[START RECORDS FOR THE EXERCISE]

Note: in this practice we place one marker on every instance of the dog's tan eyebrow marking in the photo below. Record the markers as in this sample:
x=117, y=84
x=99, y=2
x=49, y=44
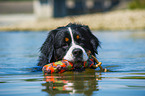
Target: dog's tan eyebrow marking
x=70, y=31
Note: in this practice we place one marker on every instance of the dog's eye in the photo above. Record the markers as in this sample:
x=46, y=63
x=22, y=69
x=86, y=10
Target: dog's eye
x=78, y=37
x=65, y=45
x=66, y=39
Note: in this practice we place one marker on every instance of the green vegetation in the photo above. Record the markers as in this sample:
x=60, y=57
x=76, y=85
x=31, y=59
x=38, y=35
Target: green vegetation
x=15, y=0
x=137, y=4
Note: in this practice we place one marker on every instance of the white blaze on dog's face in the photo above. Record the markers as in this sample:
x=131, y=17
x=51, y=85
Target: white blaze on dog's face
x=75, y=52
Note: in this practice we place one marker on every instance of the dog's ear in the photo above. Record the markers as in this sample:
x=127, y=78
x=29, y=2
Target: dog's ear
x=47, y=49
x=95, y=43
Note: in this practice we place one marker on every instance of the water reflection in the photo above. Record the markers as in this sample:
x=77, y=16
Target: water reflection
x=84, y=83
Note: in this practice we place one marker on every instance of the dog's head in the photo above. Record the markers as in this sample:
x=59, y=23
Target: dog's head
x=70, y=42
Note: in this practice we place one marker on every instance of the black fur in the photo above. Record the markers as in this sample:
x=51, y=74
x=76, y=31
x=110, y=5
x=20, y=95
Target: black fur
x=54, y=48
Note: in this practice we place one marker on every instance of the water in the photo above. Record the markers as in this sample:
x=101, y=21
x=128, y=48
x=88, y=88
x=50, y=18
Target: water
x=122, y=52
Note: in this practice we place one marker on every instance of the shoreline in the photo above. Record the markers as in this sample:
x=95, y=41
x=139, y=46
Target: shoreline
x=113, y=20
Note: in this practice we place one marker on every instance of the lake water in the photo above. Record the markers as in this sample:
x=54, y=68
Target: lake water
x=122, y=53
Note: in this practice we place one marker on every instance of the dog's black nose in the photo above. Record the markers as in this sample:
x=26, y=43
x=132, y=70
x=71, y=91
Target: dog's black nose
x=77, y=52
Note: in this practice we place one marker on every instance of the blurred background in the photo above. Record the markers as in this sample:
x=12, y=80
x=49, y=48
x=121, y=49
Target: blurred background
x=49, y=14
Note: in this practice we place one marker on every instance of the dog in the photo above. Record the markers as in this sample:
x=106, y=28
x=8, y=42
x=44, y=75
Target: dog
x=70, y=42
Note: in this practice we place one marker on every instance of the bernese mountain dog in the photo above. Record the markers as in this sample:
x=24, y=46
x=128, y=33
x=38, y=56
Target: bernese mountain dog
x=70, y=42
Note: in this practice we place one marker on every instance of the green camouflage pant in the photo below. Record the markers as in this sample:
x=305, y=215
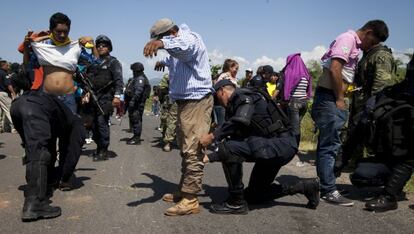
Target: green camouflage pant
x=169, y=122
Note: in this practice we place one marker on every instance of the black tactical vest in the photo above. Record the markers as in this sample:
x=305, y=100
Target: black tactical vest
x=268, y=119
x=101, y=75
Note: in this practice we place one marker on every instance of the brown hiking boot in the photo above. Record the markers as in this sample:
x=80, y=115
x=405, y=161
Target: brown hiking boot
x=184, y=207
x=172, y=197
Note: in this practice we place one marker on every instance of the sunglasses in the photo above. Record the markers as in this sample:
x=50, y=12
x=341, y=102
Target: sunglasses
x=102, y=46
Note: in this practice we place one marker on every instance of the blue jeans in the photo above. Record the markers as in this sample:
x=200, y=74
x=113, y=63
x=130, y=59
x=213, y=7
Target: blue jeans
x=329, y=120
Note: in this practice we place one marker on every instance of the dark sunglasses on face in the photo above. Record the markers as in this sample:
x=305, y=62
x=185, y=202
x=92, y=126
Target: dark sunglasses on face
x=102, y=46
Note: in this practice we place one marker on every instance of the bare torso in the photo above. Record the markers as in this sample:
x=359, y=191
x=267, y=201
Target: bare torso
x=57, y=80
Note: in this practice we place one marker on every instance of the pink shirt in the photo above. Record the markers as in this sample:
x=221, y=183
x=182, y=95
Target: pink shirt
x=346, y=47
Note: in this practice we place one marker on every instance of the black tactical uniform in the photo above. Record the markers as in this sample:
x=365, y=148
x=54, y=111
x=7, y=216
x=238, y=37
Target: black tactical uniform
x=40, y=119
x=107, y=82
x=391, y=169
x=137, y=92
x=256, y=131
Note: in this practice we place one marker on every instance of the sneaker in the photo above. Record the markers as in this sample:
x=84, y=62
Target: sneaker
x=382, y=203
x=336, y=198
x=227, y=208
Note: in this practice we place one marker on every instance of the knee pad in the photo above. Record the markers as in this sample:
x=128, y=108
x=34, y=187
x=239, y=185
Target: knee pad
x=225, y=155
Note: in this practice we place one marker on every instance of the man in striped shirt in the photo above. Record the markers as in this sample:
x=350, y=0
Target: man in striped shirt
x=191, y=88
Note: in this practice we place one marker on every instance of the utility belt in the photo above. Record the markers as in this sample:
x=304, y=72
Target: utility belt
x=183, y=101
x=325, y=81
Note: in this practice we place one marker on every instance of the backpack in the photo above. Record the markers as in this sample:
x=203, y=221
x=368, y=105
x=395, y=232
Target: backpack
x=390, y=123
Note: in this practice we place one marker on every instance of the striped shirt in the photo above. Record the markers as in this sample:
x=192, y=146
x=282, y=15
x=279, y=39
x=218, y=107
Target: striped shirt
x=301, y=90
x=188, y=65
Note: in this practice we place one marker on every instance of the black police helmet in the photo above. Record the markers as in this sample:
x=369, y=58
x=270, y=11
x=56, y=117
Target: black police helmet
x=105, y=40
x=137, y=67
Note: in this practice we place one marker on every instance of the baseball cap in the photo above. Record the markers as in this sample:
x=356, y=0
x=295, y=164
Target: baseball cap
x=223, y=83
x=160, y=27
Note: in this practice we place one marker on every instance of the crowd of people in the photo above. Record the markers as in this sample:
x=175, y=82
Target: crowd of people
x=71, y=92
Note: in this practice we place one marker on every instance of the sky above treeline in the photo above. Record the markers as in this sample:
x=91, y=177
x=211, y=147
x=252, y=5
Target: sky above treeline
x=254, y=32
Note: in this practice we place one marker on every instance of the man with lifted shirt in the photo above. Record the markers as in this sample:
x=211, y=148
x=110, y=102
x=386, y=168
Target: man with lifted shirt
x=40, y=118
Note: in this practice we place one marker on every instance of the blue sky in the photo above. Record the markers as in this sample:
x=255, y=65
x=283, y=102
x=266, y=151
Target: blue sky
x=252, y=32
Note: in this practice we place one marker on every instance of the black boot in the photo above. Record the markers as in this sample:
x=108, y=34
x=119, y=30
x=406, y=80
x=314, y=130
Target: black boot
x=383, y=203
x=229, y=207
x=96, y=152
x=235, y=204
x=34, y=210
x=135, y=140
x=309, y=188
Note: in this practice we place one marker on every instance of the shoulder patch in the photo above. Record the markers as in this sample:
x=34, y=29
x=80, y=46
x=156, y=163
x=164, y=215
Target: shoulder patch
x=345, y=50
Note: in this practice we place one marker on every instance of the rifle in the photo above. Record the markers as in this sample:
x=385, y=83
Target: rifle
x=88, y=87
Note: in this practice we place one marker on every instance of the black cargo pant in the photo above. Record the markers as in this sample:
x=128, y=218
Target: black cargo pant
x=40, y=119
x=135, y=116
x=269, y=155
x=393, y=174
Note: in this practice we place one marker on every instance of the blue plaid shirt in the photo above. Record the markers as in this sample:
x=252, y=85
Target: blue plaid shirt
x=188, y=65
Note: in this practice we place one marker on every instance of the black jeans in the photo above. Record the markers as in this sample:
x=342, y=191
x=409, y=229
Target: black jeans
x=40, y=119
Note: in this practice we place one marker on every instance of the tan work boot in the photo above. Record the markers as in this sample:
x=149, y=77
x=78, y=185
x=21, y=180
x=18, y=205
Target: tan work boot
x=187, y=205
x=172, y=197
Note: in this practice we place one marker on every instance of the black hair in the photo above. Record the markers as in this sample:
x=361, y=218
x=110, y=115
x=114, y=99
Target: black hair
x=58, y=18
x=379, y=28
x=168, y=32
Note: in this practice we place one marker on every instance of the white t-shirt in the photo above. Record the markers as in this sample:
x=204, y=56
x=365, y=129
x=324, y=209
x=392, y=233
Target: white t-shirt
x=59, y=56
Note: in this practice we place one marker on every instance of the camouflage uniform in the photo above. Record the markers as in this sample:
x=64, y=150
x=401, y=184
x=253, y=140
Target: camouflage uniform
x=374, y=73
x=168, y=113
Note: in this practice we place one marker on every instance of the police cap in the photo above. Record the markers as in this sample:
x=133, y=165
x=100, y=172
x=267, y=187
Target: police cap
x=137, y=66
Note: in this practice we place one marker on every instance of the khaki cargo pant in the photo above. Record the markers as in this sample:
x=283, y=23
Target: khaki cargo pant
x=194, y=119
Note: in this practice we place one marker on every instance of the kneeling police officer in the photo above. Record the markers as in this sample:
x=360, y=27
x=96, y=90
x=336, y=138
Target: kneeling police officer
x=137, y=92
x=256, y=130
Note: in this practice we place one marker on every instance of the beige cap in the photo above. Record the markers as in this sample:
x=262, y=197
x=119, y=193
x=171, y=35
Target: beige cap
x=160, y=27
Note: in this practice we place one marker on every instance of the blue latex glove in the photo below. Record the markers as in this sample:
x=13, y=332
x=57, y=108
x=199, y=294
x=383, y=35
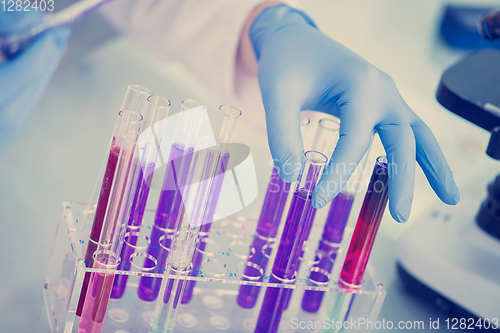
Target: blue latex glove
x=24, y=78
x=300, y=68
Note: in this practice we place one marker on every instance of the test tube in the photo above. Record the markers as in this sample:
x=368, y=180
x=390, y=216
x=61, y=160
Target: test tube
x=267, y=228
x=195, y=198
x=325, y=140
x=170, y=201
x=331, y=239
x=225, y=131
x=291, y=243
x=107, y=256
x=128, y=121
x=155, y=111
x=360, y=247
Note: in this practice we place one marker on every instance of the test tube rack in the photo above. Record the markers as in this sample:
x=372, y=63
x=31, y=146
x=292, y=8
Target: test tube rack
x=213, y=307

[END RECORDS FOR THE EXERCISE]

_TASK PROMPT:_ Could you copy the rows word for word, starting at the line that contains "the white t-shirt" and ending at the line that contains "x=300, y=68", with both of those lines included? Leave the pictures out.

_ANSWER TO THIS EXERCISE:_
Note: in this practice we place one marker on every instance of the white t-shirt in the photo above. Record the markers as in this sample:
x=204, y=56
x=365, y=129
x=324, y=209
x=392, y=233
Target: white t-shirt
x=59, y=56
Note: in this practice we place one marker on every instance of the camouflage uniform in the photo above. Record the markers as in this sample:
x=64, y=150
x=401, y=184
x=253, y=140
Target: camouflage uniform
x=374, y=73
x=168, y=113
Note: in this practice we place one marker on every instance of the police cap in the photo above. Record the markers as in this sample:
x=133, y=165
x=100, y=172
x=267, y=187
Target: police cap
x=137, y=66
Note: in this practice we place one marker on every instance of the khaki cargo pant in the photo above. Record the markers as in this sample:
x=283, y=23
Target: khaki cargo pant
x=194, y=119
Note: in this practice we place one marker on every instance of the kneeling police officer in the photo above. Record the markers as in this sample:
x=360, y=27
x=96, y=90
x=336, y=138
Target: kneeling police officer
x=137, y=92
x=256, y=130
Note: in this practice we place one marker on every instance of the beige cap in the photo above. Record the markers as in this sample:
x=262, y=197
x=119, y=193
x=171, y=35
Target: beige cap
x=160, y=27
Note: in this practice we place one marker on every instance of the blue latex glove in the photo below. Record the markers as in this sample:
x=13, y=332
x=57, y=108
x=199, y=294
x=383, y=35
Target: blue latex glove
x=24, y=78
x=300, y=68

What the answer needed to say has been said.